(Dataset entries)
_ _ _

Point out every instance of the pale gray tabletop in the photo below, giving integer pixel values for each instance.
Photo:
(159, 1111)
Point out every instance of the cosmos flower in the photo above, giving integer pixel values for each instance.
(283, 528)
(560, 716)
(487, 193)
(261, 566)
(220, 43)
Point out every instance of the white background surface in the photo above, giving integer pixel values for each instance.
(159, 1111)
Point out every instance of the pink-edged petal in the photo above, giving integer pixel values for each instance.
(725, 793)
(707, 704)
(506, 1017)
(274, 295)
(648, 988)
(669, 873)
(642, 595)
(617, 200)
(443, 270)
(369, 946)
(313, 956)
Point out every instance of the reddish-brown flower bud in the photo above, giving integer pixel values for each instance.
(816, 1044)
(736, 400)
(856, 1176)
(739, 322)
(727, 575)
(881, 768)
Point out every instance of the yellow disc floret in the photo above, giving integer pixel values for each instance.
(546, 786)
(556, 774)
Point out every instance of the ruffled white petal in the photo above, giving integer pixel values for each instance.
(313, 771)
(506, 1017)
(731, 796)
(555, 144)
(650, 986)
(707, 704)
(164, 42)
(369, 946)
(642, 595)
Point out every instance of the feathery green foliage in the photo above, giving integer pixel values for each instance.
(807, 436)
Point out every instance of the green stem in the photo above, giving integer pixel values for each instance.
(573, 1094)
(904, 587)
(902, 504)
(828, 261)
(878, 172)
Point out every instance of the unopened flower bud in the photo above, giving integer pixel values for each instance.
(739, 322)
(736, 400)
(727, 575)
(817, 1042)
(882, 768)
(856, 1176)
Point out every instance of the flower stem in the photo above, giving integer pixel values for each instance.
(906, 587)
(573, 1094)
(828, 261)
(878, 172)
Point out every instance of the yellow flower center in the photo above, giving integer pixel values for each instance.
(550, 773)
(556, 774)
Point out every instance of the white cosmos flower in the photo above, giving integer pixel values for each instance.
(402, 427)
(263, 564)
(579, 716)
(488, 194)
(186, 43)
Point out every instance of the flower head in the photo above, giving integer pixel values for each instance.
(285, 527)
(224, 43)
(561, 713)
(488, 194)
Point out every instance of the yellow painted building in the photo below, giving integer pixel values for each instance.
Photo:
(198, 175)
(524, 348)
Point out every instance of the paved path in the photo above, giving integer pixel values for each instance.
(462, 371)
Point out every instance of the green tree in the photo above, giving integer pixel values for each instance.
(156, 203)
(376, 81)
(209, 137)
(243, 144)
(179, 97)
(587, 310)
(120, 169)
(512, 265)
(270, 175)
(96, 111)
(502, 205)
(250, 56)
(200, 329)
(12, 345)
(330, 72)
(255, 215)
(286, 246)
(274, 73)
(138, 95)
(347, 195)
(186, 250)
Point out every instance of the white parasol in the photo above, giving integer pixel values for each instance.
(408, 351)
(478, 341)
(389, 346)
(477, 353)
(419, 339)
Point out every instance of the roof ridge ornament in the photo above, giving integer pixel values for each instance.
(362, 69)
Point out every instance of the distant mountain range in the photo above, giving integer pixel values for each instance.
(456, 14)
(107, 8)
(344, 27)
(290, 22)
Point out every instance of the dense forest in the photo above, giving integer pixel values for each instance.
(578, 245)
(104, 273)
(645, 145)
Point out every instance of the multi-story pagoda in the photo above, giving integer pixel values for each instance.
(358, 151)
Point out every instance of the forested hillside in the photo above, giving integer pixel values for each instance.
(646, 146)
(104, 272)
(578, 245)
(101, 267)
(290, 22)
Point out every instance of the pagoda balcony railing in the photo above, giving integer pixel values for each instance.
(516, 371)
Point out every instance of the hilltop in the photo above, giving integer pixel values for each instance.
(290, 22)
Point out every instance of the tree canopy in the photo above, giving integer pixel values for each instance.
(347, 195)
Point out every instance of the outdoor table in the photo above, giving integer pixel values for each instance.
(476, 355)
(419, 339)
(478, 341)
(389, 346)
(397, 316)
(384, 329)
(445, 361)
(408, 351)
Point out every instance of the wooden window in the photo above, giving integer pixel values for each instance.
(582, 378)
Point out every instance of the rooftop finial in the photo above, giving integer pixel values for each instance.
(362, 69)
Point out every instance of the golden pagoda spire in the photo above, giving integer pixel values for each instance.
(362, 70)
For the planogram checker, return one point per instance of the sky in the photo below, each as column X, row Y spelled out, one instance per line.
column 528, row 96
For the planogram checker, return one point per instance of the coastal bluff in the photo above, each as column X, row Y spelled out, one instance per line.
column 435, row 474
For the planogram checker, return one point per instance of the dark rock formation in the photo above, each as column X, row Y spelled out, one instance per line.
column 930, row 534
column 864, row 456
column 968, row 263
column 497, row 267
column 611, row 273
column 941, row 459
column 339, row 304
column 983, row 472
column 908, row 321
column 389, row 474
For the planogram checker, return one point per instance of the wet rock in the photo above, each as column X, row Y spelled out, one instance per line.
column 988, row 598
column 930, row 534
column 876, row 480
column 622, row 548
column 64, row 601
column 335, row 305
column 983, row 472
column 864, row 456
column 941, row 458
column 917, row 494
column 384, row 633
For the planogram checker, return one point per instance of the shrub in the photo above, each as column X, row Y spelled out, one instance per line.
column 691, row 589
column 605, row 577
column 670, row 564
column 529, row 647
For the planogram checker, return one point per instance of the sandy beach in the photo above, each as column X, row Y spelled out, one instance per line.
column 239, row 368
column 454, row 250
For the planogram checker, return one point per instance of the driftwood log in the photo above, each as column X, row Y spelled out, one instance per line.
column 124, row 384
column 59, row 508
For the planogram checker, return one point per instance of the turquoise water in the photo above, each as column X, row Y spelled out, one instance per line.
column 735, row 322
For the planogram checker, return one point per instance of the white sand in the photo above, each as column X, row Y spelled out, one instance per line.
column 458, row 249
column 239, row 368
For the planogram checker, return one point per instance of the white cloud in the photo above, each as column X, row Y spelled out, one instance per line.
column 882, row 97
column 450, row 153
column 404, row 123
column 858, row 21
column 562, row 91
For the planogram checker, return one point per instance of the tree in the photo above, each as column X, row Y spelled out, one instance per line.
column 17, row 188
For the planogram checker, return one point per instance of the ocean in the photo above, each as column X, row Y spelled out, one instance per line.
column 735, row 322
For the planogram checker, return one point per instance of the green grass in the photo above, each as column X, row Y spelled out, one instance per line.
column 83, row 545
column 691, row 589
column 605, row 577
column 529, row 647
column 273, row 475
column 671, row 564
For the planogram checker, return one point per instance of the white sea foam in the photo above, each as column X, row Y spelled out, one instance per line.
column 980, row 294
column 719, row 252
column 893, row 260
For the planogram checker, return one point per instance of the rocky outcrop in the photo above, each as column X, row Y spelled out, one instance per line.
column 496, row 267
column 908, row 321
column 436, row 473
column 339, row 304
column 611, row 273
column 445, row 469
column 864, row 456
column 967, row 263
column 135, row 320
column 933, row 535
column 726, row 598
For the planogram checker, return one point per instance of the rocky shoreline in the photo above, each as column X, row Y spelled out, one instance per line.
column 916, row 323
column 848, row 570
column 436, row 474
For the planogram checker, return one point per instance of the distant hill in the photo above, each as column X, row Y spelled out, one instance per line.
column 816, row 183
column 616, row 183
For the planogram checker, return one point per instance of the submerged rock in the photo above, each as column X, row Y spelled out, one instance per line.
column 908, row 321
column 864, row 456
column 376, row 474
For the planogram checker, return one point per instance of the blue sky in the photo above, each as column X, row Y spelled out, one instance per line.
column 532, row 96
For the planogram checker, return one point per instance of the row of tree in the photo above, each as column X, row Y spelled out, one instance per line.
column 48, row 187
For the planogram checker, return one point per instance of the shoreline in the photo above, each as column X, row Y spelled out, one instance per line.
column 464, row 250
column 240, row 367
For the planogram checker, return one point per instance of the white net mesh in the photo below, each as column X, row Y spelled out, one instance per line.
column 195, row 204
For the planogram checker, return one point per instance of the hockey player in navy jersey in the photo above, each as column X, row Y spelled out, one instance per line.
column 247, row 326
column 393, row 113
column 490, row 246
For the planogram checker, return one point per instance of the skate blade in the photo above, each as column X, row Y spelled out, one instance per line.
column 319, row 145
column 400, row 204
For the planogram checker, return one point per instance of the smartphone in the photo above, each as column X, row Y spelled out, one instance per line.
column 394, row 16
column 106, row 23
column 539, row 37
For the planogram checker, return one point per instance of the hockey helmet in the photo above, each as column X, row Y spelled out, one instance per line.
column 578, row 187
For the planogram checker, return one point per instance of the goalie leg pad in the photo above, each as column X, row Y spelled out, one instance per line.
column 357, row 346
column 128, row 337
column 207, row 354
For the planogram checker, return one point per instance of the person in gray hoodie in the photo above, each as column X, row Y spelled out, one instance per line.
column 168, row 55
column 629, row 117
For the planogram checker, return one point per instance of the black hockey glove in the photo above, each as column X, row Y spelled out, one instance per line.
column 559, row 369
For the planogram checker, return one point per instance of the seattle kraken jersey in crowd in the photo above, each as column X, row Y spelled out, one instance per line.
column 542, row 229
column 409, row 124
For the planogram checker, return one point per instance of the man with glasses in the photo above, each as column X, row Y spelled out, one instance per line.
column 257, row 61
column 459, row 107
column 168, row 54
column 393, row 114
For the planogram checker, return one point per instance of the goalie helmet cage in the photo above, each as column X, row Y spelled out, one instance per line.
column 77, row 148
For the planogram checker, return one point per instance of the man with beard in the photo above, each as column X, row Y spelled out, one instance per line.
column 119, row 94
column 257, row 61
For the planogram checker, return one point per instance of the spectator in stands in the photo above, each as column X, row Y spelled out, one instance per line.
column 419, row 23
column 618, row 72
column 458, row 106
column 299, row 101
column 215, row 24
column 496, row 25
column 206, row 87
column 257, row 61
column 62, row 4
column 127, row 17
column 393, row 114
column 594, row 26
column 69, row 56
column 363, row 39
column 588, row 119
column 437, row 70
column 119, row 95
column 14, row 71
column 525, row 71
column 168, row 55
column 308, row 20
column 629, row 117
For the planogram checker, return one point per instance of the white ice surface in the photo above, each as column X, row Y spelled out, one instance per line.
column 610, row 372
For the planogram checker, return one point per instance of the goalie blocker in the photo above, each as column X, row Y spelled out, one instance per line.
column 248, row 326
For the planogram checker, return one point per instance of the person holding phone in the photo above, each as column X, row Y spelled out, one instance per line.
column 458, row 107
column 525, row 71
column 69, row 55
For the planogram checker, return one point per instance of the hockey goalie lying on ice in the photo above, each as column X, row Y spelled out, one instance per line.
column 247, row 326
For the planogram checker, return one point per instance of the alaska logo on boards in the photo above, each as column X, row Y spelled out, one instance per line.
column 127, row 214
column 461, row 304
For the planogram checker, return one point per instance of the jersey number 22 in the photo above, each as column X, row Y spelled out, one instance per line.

_ _ _

__Your objective__: Copy everything in the entries above from the line containing "the person in" down to and including the line containing "column 248, row 326", character for character.

__Result for this task__:
For the planogram checker, return one point per instance of the person in gray hoodie in the photo above, each as column X, row Y spelled out, one instance per line.
column 168, row 55
column 629, row 117
For the planogram checker, return one point per instance of the black hockey glove in the photo above, each as column X, row Y spelled out, one instance per line.
column 559, row 369
For the planogram checker, return one point per instance of the seattle kraken jersey in crowd in the photo above, each as column X, row Y spelled out, one instance per line.
column 542, row 229
column 409, row 124
For the planogram checker, return one point per instance of the man with glasses in the photo above, each as column X, row Y spelled out, one instance per line.
column 257, row 61
column 459, row 107
column 168, row 54
column 393, row 114
For the planogram checker, return one point per instance of the goalie helmet cage in the photo above, each as column X, row Y spelled out, one instance per line.
column 77, row 148
For the planogram checker, return one point per instance of the man with beard in the photo above, each as column X, row Y spelled out, one instance per line.
column 119, row 94
column 257, row 61
For the planogram checker, return one point per instance of the spectator in stands in the photo above, each as column X, row Y spelled out, one instance per line.
column 419, row 23
column 618, row 72
column 458, row 106
column 299, row 101
column 215, row 24
column 496, row 25
column 206, row 87
column 257, row 61
column 62, row 4
column 127, row 17
column 393, row 114
column 594, row 26
column 69, row 56
column 363, row 39
column 588, row 119
column 437, row 70
column 119, row 95
column 14, row 71
column 525, row 71
column 168, row 55
column 308, row 20
column 629, row 117
For the planogram checker, return one point per instance of the white ice surface in the photo above, each as column X, row Y spelled out, one instance per line.
column 610, row 372
For the planogram checker, return one point per instance of the goalie blocker in the photo above, each as column X, row Y spelled out, one instance per line.
column 248, row 326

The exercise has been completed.